_GIVEN EXERCISE 1_. From the ISO 9660 article below, list the operating systems named in the sentence that begins "This enables easy implementation."

July 90 - THE INS AND OUTS OF ISO 9660 AND HIGH SIERRA
THE INS AND OUTS OF ISO 9660 AND HIGH SIERRA
BRIAN BECHTEL WITH HIS DAUGHTER MEG
Any CD-ROM can be read at the bit level by any CD-ROM player, thanks to the
existence of standards for the physical format of such discs. Having this physical
format in common is nice, but it's not enough. We also need to be able to find specific
files on a CD, no matter which operating system we are using; we need a standard file
system format. High Sierra and its international equivalent ISO 9660 are standards
that define a file system usable under a variety of operating systems. This article
explores these standards and their implementation on the Macintosh, and discusses a
simple program you'll find on the accompanying Developer Essentials disc to convert
Macintosh files to ISO 9660 format.
A file system organizes data logically on a CD. Different operating systems use
different file systems to organize data, and thus a CD formatted with a native file
system can only be read by one particular operating system. To overcome this obvious
limit to the usefulness of CD-ROM as a storage and distribution medium, the industry
has established standards for a file system that can be used under a variety of
operating systems. The ISO 9660 standard and its predecessor High Sierra define a file
system carefully attuned to CD-ROM characteristics.
In particular, because CDs have a relatively slow seek time and a high capacity, these
standards make trade-offs that reduce the number of seeks needed to read a file, at the
expense of space efficiency. And because CDs are read-only, concerns like space
allocation, file deletion, and the like are not addressed in the standards. The standards
apply only to the data track of a CD-ROM, not to audio tracks; and they do not apply to
any media other than CD-ROM, such as erasable-optical drives. The standards do not
favor any particular computer architecture. All significant multibyte numbers are
recorded twice, once with the most significant byte first (msb order, used by Intel
processors such as those in MS-DOS compatible computers) and once with the least
significant byte first (lsb order, used by Motorola microprocessors such as those in
the Macintosh). This enables easy implementation under a variety of operating
systems, such as the Macintosh operating system, Apple II ProDOS 16 or GS/OS,
MS-DOS, VMS, and the UNIX operating system. Let's look now at how the two standards
developed.
ISO 9660 AND HIGH SIERRA: SOME HISTORY
A group of industry representatives met at Del Webb's High Sierra Hotel and Casino at
Lake Tahoe, Nevada, in late 1985 to see if companies could cooperate in developing a
common file system format for CD-ROM. The result of this series of meetings was the
High Sierra format. This format is fully specified by the May 28, 1986 Working
Paper for Information Processing--Volume and File Structure of Compact Read-Only
Optical Discs for Information Interchange. For obvious reasons, this is known as the
High Sierra paper.
The world at large then wanted to adopt an equivalent standard. The International
Organization for Standardization pushed High Sierra through its standardization
process, resulting in the international standard known as ISO 9660. (The organization
is called the International Organization for Standardization, but the standard is ISO
9660 .) This standard is described in the paper ISO 9660--Volume and File Structure
of CD-ROM for Information Interchange , known in the CD-ROM trade as the ISO
standard.

_GIVEN EXERCISE 2_. Please return every line of the rows below that contains the word "yellow".

_EXCERPTED DATA_.
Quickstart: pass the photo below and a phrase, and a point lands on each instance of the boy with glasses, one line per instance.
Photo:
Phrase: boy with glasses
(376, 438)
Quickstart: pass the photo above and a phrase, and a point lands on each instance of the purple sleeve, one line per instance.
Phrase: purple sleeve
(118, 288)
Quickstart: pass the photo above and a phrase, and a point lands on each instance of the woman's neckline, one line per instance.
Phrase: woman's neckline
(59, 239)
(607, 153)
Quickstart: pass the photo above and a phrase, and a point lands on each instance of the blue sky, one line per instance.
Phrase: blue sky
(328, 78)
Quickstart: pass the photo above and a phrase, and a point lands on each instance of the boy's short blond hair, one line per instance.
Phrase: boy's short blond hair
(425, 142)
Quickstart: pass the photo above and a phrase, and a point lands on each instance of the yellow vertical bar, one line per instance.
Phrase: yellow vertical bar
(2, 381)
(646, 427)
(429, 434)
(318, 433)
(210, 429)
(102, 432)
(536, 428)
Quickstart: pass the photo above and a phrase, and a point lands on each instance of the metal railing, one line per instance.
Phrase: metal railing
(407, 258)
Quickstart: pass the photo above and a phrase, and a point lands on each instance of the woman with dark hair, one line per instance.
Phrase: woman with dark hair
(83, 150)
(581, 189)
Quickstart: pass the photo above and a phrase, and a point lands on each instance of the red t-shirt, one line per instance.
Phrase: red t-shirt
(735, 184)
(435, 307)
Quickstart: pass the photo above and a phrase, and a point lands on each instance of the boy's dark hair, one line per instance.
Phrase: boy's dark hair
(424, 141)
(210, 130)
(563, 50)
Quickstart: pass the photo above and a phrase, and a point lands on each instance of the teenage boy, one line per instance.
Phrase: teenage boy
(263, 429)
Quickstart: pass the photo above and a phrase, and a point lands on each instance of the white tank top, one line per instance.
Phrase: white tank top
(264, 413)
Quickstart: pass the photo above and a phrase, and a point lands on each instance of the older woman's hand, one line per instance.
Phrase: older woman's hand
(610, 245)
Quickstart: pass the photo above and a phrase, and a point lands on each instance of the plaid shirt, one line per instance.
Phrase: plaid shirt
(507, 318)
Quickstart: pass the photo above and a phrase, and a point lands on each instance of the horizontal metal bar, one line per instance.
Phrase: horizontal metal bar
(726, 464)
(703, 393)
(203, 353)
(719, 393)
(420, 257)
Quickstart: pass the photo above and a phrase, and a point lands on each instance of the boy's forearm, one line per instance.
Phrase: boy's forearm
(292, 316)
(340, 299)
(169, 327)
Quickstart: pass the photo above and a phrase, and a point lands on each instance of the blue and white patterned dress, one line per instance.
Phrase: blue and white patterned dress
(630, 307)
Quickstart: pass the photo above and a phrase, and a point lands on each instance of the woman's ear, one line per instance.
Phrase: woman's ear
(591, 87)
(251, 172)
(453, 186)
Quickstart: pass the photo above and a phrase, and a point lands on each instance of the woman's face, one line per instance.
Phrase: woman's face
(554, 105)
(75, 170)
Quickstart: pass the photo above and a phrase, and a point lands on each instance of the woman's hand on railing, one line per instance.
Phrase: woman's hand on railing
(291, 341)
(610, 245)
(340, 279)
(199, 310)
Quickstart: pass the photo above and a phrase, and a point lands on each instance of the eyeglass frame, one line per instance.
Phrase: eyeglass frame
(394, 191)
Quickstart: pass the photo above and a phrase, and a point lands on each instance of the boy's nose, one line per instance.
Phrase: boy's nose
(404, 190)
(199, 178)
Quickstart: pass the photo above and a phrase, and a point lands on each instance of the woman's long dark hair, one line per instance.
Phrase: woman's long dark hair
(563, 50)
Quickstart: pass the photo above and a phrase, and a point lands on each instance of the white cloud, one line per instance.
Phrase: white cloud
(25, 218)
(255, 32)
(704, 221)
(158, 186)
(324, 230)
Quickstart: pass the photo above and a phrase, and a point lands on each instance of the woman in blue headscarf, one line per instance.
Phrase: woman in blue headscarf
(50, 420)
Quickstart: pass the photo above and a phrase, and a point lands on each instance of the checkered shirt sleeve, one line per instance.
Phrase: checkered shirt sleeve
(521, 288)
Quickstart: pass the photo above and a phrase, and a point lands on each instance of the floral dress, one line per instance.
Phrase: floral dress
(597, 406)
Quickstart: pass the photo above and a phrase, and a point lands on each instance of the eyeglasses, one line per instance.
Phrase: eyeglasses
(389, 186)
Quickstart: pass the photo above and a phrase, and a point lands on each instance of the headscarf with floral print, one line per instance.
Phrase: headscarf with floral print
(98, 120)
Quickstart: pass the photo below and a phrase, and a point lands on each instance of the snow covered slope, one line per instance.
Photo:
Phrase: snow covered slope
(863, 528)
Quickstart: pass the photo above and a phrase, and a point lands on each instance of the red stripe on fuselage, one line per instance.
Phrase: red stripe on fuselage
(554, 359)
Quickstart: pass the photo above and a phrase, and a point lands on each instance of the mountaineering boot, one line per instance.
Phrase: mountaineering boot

_ANSWER 1_.
- the Macintosh operating system
- Apple II ProDOS 16 or GS/OS
- MS-DOS
- VMS
- the UNIX operating system

_ANSWER 2_.
Quickstart: pass the photo above and a phrase, and a point lands on each instance of the yellow vertical bar, one line per instance.
Phrase: yellow vertical bar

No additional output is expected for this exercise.